THE TASKS –
**1)** In the Ceph OSD IP thread, rewrite the paragraph beginning "The IP that an OSD" in shorter form, keeping its main facts.
**2)** Answer these questions using the Ceph OSD IP thread:
(a) How many other OSDs on the node are said to work fine?
(b) Which two commands should show nothing once an OSD is really gone?
(c) What example CIDR network is given for the public_network option?
**3)** Pick up the Ceph OSD IP thread right after its final sentence and write the next part.

Re: [ceph-users] change OSD IP it uses

2019-02-08 Thread Ashley Merrick
I just tried that, nothing showing in ceph osd ls or ceph osd tree.

Run the purge command, wiped the disk.

However after re-creating the OSD it's still trying to connect via the
external IP, I've looked to see if there is an option to specify the osd ID
in ceph-deploy to try and use another ID but does not seem to be an option.

Any other ideas?

Ashley

On Fri, Feb 8, 2019 at 8:14 PM Hector Martin  wrote:

> On 08/02/2019 20.54, Ashley Merrick wrote:
> > Yes that is all fine, the other 3 OSD's on the node work fine as
> expected,
> >
> > When I did the orginal OSD via ceph-deploy i used the external hostname
> > at the end of the command instead of the internal hostname, I then
> > deleted the OSD and zap'd the disk and re-added using the internal
> > hostname + the other 3 OSD's.
> >
> > The other 3 are using the internal IP fine, the first OSD is not.
> >
> > The config and everything else is fine as I can reboot any of the other
> > 3 OSD's and they work fine, just somewhere the osd.22 is still storing
> > the orginal hostname/ip it was given via ceph-deploy even after a rm /
> > disk zap
>
> The OSDMap stores the OSD IP, though I *think* it's supposed to update
> itself when the OSD's IP changes.
>
> If this is a new OSD and you don't care about the data (or can just let
> it rebalance away), just follow the instructions for "add/remove OSDs"
> here:
>
> http://docs.ceph.com/docs/mimic/rados/operations/add-or-rm-osds/
>
> Make sure when the OSD is gone it really is gone (nothing in 'ceph osd
> tree' or 'ceph osd ls'), e.g. 'ceph osd purge 
> --yes-i-really-mean-it' and make sure there isn't a spurious entry for
> it in ceph.conf, then re-deploy. Once you do that there is no possible
> other place for the OSD to somehow remember its old IP.
>
>
> --
> Hector Martin (hec...@marcansoft.com)
> Public Key: https://mrcn.st/pub
>
___
ceph-users mailing list
ceph-users@lists.ceph.com
http://lists.ceph.com/listinfo.cgi/ceph-users-ceph.com


Re: [ceph-users] change OSD IP it uses

2019-02-08 Thread Sage Weil
The IP that an OSD (or other non-monitor daemon) uses normally depends on 
what IP is used by the local host to reach the monitor(s).  If you want 
your OSDs to be on a different network, generally the way to do 
that is to move the monitors to that network too.

You can also try the public_network option, which lets you specify a CIDR 
network (e.g., "10.0.0.0/8").  The OSD (or other daemon) will look at all 
IPs bound to the local host and pick one that is contained by that network 
(or by one of the networks in the list--you can list multiple networks).

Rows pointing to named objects
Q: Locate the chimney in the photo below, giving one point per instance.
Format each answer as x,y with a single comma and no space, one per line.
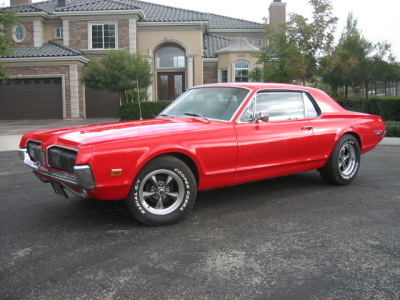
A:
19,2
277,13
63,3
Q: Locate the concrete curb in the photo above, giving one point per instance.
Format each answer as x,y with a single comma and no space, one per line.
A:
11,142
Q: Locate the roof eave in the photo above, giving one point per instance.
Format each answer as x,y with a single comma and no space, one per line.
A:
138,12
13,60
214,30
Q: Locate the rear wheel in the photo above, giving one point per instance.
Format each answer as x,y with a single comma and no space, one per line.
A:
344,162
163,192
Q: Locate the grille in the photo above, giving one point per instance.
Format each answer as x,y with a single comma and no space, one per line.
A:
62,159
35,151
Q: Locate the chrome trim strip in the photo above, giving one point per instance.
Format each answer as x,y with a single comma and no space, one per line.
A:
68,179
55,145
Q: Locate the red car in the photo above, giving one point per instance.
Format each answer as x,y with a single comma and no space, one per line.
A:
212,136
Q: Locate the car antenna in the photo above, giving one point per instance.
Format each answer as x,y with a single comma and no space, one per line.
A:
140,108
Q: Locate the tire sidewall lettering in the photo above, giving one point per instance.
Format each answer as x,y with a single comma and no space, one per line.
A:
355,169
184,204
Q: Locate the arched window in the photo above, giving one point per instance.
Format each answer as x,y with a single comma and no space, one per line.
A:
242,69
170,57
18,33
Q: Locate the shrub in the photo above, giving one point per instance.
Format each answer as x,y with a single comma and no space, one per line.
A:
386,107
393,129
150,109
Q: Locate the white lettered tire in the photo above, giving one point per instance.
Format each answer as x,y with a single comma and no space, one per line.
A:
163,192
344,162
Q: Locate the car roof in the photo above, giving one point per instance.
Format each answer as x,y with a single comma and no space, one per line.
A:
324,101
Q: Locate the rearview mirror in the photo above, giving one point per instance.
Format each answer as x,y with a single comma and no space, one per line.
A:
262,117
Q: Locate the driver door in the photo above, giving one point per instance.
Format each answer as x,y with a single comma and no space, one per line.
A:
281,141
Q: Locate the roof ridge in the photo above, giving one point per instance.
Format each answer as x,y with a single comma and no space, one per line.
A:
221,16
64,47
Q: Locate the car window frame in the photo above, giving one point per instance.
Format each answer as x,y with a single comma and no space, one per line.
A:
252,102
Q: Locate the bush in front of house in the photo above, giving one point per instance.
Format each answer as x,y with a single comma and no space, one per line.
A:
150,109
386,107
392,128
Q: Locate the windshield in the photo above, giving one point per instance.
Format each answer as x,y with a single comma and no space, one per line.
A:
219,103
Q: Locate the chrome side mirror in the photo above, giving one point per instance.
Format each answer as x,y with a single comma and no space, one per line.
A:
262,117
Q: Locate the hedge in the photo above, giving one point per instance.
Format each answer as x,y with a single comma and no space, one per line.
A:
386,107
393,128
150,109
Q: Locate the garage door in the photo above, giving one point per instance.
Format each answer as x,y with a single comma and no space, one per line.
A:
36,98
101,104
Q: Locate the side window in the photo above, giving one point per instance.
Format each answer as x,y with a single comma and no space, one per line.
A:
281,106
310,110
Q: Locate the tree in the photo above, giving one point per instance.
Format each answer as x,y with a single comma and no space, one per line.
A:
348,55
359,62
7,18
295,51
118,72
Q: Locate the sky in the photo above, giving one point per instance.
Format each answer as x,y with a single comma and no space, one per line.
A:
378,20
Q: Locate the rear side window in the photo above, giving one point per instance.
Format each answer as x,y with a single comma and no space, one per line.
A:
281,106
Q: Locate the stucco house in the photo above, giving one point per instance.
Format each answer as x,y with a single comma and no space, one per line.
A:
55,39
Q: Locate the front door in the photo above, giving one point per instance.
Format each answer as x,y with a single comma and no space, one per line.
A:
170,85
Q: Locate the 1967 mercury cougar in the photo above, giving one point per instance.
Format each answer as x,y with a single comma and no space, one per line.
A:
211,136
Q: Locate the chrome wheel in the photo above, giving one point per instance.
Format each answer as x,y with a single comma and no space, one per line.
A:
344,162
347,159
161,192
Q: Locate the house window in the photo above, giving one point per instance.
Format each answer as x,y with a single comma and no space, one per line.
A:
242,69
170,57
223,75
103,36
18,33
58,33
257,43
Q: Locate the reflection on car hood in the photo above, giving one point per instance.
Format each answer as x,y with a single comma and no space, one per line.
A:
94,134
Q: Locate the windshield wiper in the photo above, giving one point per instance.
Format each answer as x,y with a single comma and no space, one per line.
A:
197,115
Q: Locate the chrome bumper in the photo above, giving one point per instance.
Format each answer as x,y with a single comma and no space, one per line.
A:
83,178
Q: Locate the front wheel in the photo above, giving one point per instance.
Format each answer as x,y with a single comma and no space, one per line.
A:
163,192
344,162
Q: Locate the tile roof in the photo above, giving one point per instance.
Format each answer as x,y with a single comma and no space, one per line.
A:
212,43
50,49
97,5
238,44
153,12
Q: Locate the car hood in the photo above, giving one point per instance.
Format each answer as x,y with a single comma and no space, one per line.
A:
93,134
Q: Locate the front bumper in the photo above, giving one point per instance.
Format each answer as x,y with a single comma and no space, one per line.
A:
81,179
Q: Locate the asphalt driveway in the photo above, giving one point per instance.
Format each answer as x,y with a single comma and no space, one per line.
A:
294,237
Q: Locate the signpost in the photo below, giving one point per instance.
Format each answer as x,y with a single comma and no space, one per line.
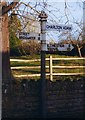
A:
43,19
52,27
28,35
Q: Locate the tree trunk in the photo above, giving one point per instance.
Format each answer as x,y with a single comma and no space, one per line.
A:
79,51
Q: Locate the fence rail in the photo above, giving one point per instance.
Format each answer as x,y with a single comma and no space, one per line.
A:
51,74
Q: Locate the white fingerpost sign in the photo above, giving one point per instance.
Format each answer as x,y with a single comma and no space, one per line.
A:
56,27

ANSWERS TO THE PROBLEMS –
**1)** An OSD or other non-monitor daemon normally takes the IP the local host uses to reach the monitors. To put OSDs on a different network, the usual approach is to move the monitors to that network too.

**2)**
(a) Three.
(b) 'ceph osd tree' and 'ceph osd ls'.
(c) "10.0.0.0/8".

**3)**
Recreating the OSD isn't necessary or related; the daemon picks a new 
IP and port each time it is started.

HTH,
sage

On Fri, 8 Feb 2019, Ashley Merrick wrote:

> I just tried that, nothing showing in ceph osd ls or ceph osd tree.
> 
> Run the purge command, wiped the disk.
> 
> However after re-creating the OSD it's still trying to connect via the
> external IP, I've looked to see if there is an option to specify the osd ID
> in ceph-deploy to try and use another ID but does not seem to be an option.
> 
> Any other ideas?
> 
> Ashley
> 
> On Fri, Feb 8, 2019 at 8:14 PM Hector Martin  wrote:
> 
> > On 08/02/2019 20.54, Ashley Merrick wrote:
> > > Yes that is all fine, the other 3 OSD's on the node work fine as
> > expected,
> > >
> > > When I did the orginal OSD via ceph-deploy i used the external hostname
> > > at the end of the command instead of the internal hostname, I then
> > > deleted the OSD and zap'd the disk and re-added using the internal
> > > hostname + the other 3 OSD's.
> > >
> > > The other 3 are using the internal IP fine, the first OSD is not.
> > >
> > > The config and everything else is fine as I can reboot any of the other
> > > 3 OSD's and they work fine, just somewhere the osd.22 is still storing
> > > the orginal hostname/ip it was given via ceph-deploy even after a rm /
> > > disk zap
> >
> > The OSDMap stores the OSD IP, though I *think* it's supposed to update
> > itself when the OSD's IP changes.
> >
> > If this is a new OSD and you don't care about the data (or can just let
> > it rebalance away), just follow the instructions for "add/remove OSDs"
> > here:
> >
> > http://docs.ceph.com/docs/mimic/rados/operations/add-or-rm-osds/
> >
> > Make sure when the OSD is gone it really is gone (nothing in 'ceph osd
> > tree' or 'ceph osd ls'), e.g. 'ceph osd purge 
> > --yes-i-really-mean-it' and make sure there isn't a spurious entry for
> > it in ceph.conf, then re-deploy. Once you do that there is no possible
> > other place for the OSD to somehow remember its old IP.
> >
> >
> > --
> > Hector Martin (hec...@marcansoft.com)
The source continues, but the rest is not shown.